Given task
Please pull out the stretch of the listing below from the line containing "Where can the white" through the end of the listing, copying each line word for word. Leave the pictures out of your answer.

################

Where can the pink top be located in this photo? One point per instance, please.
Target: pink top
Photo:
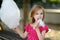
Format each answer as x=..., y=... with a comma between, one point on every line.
x=32, y=35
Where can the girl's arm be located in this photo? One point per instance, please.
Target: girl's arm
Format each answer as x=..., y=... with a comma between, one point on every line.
x=43, y=34
x=39, y=34
x=23, y=35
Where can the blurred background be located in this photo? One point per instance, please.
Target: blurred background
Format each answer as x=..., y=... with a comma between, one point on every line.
x=52, y=17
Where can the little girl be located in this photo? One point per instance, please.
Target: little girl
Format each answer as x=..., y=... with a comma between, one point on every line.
x=35, y=29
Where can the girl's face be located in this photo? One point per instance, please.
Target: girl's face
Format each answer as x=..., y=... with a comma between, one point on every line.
x=38, y=15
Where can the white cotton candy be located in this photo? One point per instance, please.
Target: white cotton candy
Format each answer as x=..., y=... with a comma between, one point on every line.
x=10, y=13
x=41, y=23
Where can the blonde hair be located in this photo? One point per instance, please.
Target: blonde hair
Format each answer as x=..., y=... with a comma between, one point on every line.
x=32, y=12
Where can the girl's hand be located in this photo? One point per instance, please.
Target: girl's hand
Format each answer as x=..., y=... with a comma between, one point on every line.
x=40, y=22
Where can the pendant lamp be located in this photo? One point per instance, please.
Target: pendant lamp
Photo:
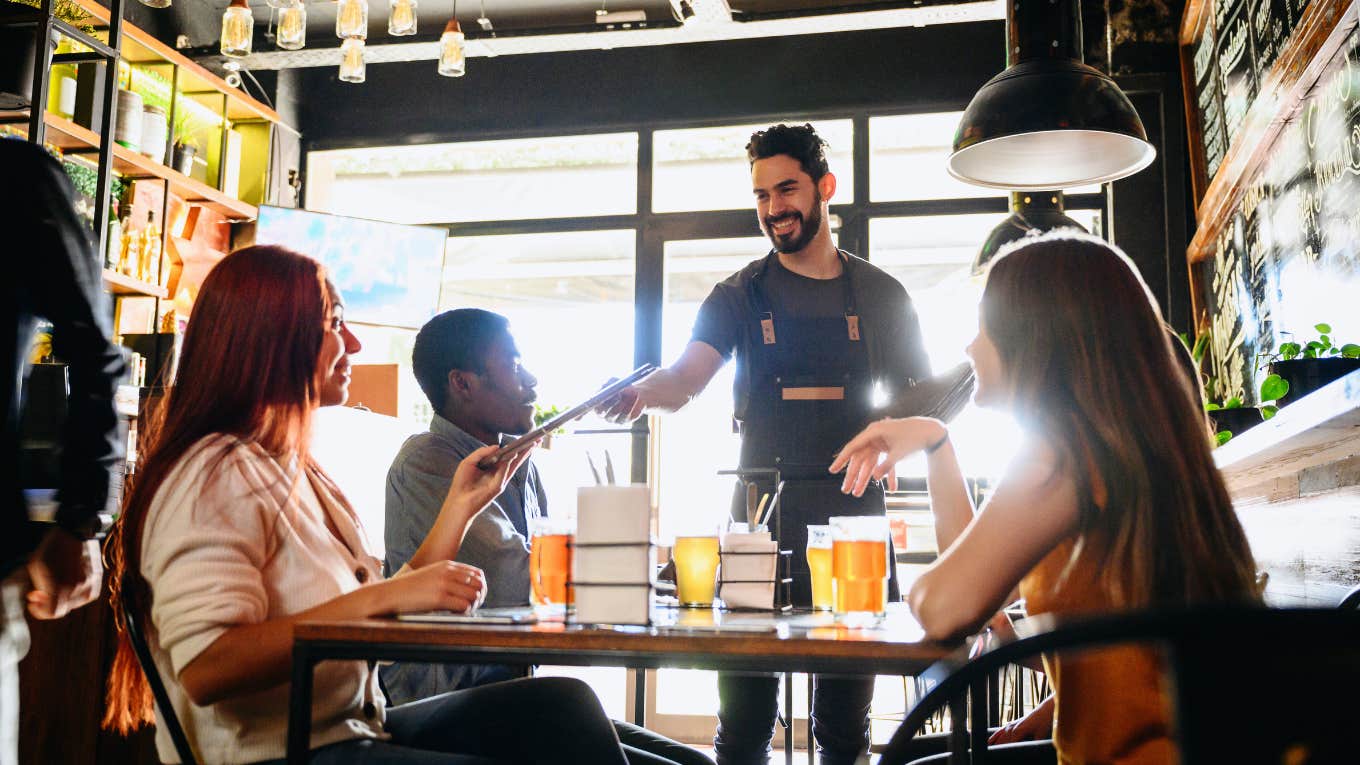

################

Solution for this exercise
Where can the white cotton candy be located in this photo? One point per instance, please.
Target: white cotton candy
Format each answer as x=..., y=... with a comma between, one point on every line.
x=10, y=13
x=41, y=23
Where can the blonde hair be located in this photo? One point per instance, please.
Target: blonde hair
Format each answer as x=..., y=... with a comma between, one point on every line.
x=32, y=12
Where can the girl's hand be located in this photo? One point per instance, please.
Target: girl's hand
Format each answer as x=..., y=... with a comma between, one point on every line.
x=40, y=22
Where can the pendant lamp be located in this photo? One point per instance, please.
Target: pendant lamp
Photo:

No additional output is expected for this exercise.